_EXERCISE BRIEF_. Repeat every line of the material, character for character.

_DATA SHOWN_.
* BEGIN *

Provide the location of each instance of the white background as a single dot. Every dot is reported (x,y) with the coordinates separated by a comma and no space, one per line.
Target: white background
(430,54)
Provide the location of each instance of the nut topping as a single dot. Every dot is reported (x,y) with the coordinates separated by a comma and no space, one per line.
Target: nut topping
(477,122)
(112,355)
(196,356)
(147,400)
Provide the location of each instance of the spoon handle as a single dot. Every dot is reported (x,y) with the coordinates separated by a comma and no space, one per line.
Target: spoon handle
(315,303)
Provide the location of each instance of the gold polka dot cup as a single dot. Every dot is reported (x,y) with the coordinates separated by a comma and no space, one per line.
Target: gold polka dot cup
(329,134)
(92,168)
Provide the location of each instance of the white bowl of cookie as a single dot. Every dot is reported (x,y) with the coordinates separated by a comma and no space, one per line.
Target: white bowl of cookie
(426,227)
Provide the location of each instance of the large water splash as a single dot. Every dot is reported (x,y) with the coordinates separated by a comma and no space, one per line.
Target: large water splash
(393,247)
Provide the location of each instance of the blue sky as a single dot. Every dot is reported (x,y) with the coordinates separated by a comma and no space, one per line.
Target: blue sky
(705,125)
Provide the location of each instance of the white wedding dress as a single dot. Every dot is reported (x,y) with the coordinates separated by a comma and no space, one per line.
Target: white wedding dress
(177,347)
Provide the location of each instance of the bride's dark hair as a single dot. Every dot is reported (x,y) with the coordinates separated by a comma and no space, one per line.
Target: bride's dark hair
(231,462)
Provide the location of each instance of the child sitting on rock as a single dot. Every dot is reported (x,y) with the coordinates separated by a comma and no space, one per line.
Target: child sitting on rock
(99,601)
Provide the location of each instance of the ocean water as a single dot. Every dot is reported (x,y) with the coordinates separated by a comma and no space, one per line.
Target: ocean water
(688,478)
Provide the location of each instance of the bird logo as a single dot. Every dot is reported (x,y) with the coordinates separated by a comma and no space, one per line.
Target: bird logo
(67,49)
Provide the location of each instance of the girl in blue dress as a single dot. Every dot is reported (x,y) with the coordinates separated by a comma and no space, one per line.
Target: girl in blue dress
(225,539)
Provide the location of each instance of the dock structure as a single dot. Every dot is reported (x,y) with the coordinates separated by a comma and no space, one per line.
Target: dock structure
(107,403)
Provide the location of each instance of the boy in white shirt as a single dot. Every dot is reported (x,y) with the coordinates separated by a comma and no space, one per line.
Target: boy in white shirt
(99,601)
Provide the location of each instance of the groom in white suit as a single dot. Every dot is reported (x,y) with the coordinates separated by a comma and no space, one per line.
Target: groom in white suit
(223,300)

* END *

_FULL RESPONSE_.
Provide the location of each instance of the white background as a single dot. Every dot is reported (x,y) with the coordinates separated by a comma and no space, one per line.
Target: white background
(430,54)
Provide the location of each instance of the nut topping as a single dot. Every dot is reported (x,y) with the coordinates separated by a comma and no space, one per line.
Target: nut topping
(477,122)
(112,355)
(196,356)
(147,400)
Provide the location of each instance of the spoon handle as a single dot. Every dot is reported (x,y) with the coordinates separated by a comma and no space, one per line.
Target: spoon handle
(315,303)
Provide the location of each instance of the gold polka dot cup as a single dot. Every dot is reported (x,y) with the coordinates separated by a comma and no space, one per line.
Target: gold polka dot cup
(329,134)
(92,168)
Provide the location of each instance of the white bowl of cookie as a single dot. Every dot is reported (x,y) with the coordinates separated by a comma and no space, one per line.
Target: white bowl of cookie
(426,227)
Provide the location of each instance of the large water splash as a single dot. Every dot is reported (x,y) with the coordinates separated by a comma and no space, one per line.
Target: large water splash
(393,247)
Provide the location of each instance of the blue sky as a single dot. Every dot is reported (x,y) with the coordinates separated by a comma and no space, one per line.
Target: blue sky
(705,125)
Provide the location of each instance of the white wedding dress as a single dot. Every dot is reported (x,y) with the coordinates separated by a comma and no space, one per line.
Target: white wedding dress
(177,347)
Provide the location of each instance of the bride's dark hair as a single dot. Every dot is reported (x,y) with the coordinates separated by a comma and no space, one per line.
Target: bride's dark hair
(231,462)
Provide the location of each instance of the child sitting on rock as a single dot. Every dot is reported (x,y) with the coordinates separated by a comma and no space, one per line.
Target: child sitting on rock
(99,601)
Provide the location of each instance of the ocean water as a single dot. Every dot is reported (x,y) with the coordinates separated by a comma and no space, one per line.
Target: ocean water
(688,478)
Provide the location of each instance of the bird logo as a single dot. Every dot is reported (x,y) with the coordinates separated by a comma and no space, one per line.
Target: bird logo
(67,49)
Provide the location of each instance of the girl in blue dress as a single dot. Every dot is reported (x,y) with the coordinates separated by a comma and no space, one per line.
Target: girl in blue dress
(225,539)
Provide the location of each instance of the dock structure as a single dot. Every dot is reported (x,y) with the coordinates separated by a comma and no space, one per line.
Target: dock structure
(107,403)
Provide the location of each instance of the boy in white shirt as a single dot. Every dot is reported (x,y) with the coordinates separated by a comma and no space, one per line.
Target: boy in white shirt
(99,601)
Provide the location of each instance of the groom in white suit as a single dot. Every dot is reported (x,y) with the coordinates separated by a comma and no space, one per line.
Target: groom in white suit
(223,300)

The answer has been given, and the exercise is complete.